— Start DOCUMENT —
The below custom module will fetch and process the ORES scores data for each article with valid last revision id using the ORES API function defined above. 

For each article, the script reads the corresponding last revision id and uses it to make a request to the ORES API to obtain the quality score for that article. If the quality score is successfully retrieved, it is saved into the intermediary csv file for later use.
If for any reason, ORES requests fails for an article or if the last revision id is not available for an article, then details of such articles are recorded. This information is used to calculate and display error rate of ORES scores fetch.


In [10]:

def process_and_save_scores_data(file_path, email_address, access_token):
    """
    Get ORES scores for a list of article revision IDs and save them to a CSV file.

    Args:
        file_path (str): Path to the CSV file containing article page information.
        email_address (str): Your email address for the API request.
        access_token (str): Your access token for the API request.
    """
    
    failed_article_titles = []
    article_titles_missing_revid = []
    output_csv = 'intermediary_files/articles_ores_scores.csv'
    all_article_scores = []
    total_articles = 0

    try:
        with open(file_path, mode='r', newline='', encoding='utf-8') as csvfile:
            reader = csv.DictReader(csvfile)
            
            for row in reader:
                total_articles += 1 
                if 'lastrevid' in row and row['lastrevid'].strip():
                    rev_id = int(row['lastrevid'])
                    print(f"Requesting ORES score for revision ID: {rev_id}")
                    response = request_ores_score_per_article(article_revid=rev_id,
                                                    email_address=email_address,
                                                    access_token=access_token)
                    if response is not None:
                        # Initialize score data with revision ID and prediction
                        score_data = {
                            'pageid' : row['pageid'],
                            'title': row['title'],
                            'revision_id': rev_id,
                            'quality_prediction': response.get('enwiki', {}).get('scores', {}).get(str(rev_id), {}).get('articlequality', {}).get('score', {}).get('prediction')
                        }

                        all_article_scores.append(score_data)

                    else:
                        failed_article_titles.append(row['title'])
                
                else:
                    article_titles_missing_revid.append(row['title'])

        # Convert the list of scores to a DataFrame
        all_article_scores_df = pd.DataFrame(all_article_scores)

        # Save to CSV
        all_article_scores_df.to_csv(output_csv, index=False)
        print(f"Scores saved to {output_csv}")

        # Calculate and print error rate
        error_count = len(failed_article_titles)  # Count of failed articles
        error_rate = error_count / total_articles if total_articles > 0 else 0  # Avoid division by zero
        
        print("\nFailed to fetch ORES scores for below articles\n", failed_article_titles)

        print("\nLast revision id value is missing for these articles\n", article_titles_missing_revid)

        print(f"\nError rate: {error_rate:.2%} ({error_count} failed out of {total_articles})")

    except FileNotFoundError:
        print(f"Error: CSV file '{file_path}' not found. Please check the file path and try again.")
— End DOCUMENT —
— Start RECORDS —
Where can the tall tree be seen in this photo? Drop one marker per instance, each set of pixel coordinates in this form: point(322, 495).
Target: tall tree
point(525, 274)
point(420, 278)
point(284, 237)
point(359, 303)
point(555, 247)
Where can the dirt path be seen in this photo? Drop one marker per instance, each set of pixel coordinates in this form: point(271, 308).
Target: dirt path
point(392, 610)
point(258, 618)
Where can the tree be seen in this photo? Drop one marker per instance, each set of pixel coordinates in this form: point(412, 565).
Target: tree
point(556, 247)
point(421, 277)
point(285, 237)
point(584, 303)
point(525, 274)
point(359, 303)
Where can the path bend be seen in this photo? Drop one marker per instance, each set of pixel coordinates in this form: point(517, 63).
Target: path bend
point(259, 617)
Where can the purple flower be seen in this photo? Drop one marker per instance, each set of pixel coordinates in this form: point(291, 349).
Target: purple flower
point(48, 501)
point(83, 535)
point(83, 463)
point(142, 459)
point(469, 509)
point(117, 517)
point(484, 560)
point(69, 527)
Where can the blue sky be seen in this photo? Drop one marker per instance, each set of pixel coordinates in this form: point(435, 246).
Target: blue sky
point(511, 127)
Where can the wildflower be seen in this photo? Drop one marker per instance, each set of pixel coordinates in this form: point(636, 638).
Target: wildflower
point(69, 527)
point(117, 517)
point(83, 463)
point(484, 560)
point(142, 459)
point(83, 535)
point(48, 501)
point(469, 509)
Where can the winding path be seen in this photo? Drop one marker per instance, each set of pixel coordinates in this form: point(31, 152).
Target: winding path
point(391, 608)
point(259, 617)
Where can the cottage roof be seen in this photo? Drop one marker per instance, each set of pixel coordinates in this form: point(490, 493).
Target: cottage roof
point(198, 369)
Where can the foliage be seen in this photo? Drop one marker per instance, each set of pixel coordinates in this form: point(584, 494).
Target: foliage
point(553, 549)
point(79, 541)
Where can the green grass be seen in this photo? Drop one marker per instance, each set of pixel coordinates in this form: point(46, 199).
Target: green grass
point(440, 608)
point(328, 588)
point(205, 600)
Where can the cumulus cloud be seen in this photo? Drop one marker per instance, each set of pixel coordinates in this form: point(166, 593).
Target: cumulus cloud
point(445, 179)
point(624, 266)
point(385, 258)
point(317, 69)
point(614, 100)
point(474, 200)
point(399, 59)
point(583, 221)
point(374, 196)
— End RECORDS —
EXERCISE GOAL — Carry on the ORES score-fetching walkthrough from the point where it stops.

RESULT OF THE EXERCISE —
        raise


Call the custom module to fetch the scores info and save it to the csv file.

In [11]:

path_to_page_info_file = "intermediary_files/articles_page_info.csv"
process_and_save_scores_data(path_to_page_info_file, EMAIL_ADDRESS, ACCESS_TOKEN)

Requesting ORES score for revision ID: 1233202991
Requesting ORES score for revision ID: 1230459615
Requesting ORES score for revision ID: 1225661708
Requesting ORES score for revision ID: 1234741562
Requesting ORES score for revision ID: 1195651393
Requesting ORES score for revision ID: 1235521766
Requesting ORES score for revision ID: 1176429234
Requesting ORES score for revision ID: 1247931713
Requesting ORES score for revision ID: 1225385278
Requesting ORES score for revision ID: 1226326055
Requesting ORES score for revision ID: 1244521219
Requesting ORES score for revision ID: 1231655023
Requesting ORES score for revision ID: 1237694188
Requesting ORES score for revision ID: 1227635806
Requesting ORES score for revision ID: 1248505877
Requesting ORES score for revision ID: 1197443408
Requesting ORES score for revision ID: 1134129082
Requesting ORES score for revision ID: 1193992206
Requesting ORES score for revision ID: 988838315
Requesting ORES score for revision ID: 949986748
Re

For analysis, the Wikipedia data and population will be merged together. For this, we will need to ensure both the datasets have column named "Country". First step is to fetch "Country"column from "Geography" column. since region is distinguished from country through All caps text, we will use the same logic to separate out region and country into two columns. Extract out all caps values and store them as separate column "Region", this leaves us with "Geography" column having only country values.

In [127]:

population_df = pd.read_csv(POPULATION_FILE)

population_df['Region'] = ''

# Iterate through the rows to assign region values based on the 'Geography' column
current_region = ''
for index, row in population_df.iterrows():
    # Check if the 'Geography' value is in ALL CAPS (indicating a region)
    if row['Geography'].isupper():
        current_region = row['Geography']
    else:
        population_df.at[index, 'Region'] = current_region

population_df = population_df[~population_df['Geography'].str.isupper()]

# Rename the 'Geography' column to 'Country'
population_df.rename(columns={'Geography': 'country'}, inplace=True)

population_df.reset_index(drop=True, inplace=True)



As a next step in the merge, we now have to have "Country" column in the [articles_ores_scores.csv]() file. Since this file is generated based on the article list, we will propogate the "country" column from [politicians_by_country.AUG.2024.csv](), all the way up to this ores scores file. This done by merging the files generated at every step of data processing. First merge will be between input file and page info csv file. Second merge will be between first merge and the ores scores. This will ensure we have required "country" column. The final merge is for our analysis, between wikipedis ORES scores and population data.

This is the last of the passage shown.